- Your objective
Scale the records from the line with "tag=dented hood action=locate" up to and including the last line of the records, and reproduce only those lines, requests included. Multiply every bounding-box coordinate in the answers by 0.25 and round to whole numbers, with halves rounded up.

(Collected data)
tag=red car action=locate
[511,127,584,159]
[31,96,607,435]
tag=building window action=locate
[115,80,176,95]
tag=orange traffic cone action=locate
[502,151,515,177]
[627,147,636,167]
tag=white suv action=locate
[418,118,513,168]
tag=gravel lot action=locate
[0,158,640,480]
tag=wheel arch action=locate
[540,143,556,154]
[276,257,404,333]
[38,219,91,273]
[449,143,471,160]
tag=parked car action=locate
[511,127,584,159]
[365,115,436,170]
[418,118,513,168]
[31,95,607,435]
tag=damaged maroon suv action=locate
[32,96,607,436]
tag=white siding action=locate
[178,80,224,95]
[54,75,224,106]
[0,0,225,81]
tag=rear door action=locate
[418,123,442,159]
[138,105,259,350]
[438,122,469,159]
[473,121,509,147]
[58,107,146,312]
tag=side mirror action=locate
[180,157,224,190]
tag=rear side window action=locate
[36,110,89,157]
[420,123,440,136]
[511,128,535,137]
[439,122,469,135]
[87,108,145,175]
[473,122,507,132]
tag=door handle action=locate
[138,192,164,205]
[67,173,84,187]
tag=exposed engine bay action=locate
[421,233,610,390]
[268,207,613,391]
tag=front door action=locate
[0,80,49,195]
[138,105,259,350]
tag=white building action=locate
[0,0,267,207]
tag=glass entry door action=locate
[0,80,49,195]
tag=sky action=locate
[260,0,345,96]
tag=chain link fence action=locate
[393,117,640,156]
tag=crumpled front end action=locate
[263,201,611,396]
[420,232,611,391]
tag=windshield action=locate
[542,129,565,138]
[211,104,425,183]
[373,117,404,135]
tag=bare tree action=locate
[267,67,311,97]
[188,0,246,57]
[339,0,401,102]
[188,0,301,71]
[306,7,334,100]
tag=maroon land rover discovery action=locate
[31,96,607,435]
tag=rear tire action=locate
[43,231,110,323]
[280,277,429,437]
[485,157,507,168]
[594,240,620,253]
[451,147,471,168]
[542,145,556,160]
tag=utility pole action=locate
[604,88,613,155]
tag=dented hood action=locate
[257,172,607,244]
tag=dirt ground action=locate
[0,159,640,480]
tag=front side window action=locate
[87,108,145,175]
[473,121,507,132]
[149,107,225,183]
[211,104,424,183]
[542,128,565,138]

- Solution for this task
tag=dented hood action=locate
[64,43,152,61]
tag=dirt ground action=locate
[0,40,160,120]
tag=front side window action=locate
[22,27,36,44]
[118,30,127,33]
[37,27,56,46]
[53,26,106,46]
[136,32,141,35]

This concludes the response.